## [PROBLEM DESCRIPTION]
Retype only what runs from the line that contains "of the pink" through the last line of the listing below, both lines included.

[START RECORDED INFORMATION]

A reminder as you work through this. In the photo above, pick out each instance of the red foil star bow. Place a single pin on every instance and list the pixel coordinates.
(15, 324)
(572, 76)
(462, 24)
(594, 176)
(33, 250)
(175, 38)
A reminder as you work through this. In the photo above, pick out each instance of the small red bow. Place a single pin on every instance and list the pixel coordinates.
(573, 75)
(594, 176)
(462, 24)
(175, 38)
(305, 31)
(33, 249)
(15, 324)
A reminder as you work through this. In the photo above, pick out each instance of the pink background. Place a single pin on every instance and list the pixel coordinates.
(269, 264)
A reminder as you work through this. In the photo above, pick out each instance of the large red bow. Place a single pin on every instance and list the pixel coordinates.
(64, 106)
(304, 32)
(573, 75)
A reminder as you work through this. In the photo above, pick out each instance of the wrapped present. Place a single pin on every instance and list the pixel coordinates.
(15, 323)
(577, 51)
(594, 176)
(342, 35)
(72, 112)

[END RECORDED INFORMATION]

## [WRITTEN REPLY]
A reminder as you work through this. In the photo above, pick out each instance of the pink background. Place a single pin on every instance and list the pixel coordinates.
(269, 264)
A reminder as you work through this. In the photo above, pick out each instance of the large red bow. Place a single pin on every instance and list the pixel coordinates.
(64, 106)
(304, 32)
(573, 75)
A reminder as you work through this. In the photo above, pick out each instance of the wrapped present. Place a single pin on every instance and list the pixel coordinates.
(15, 323)
(577, 51)
(594, 176)
(342, 35)
(72, 112)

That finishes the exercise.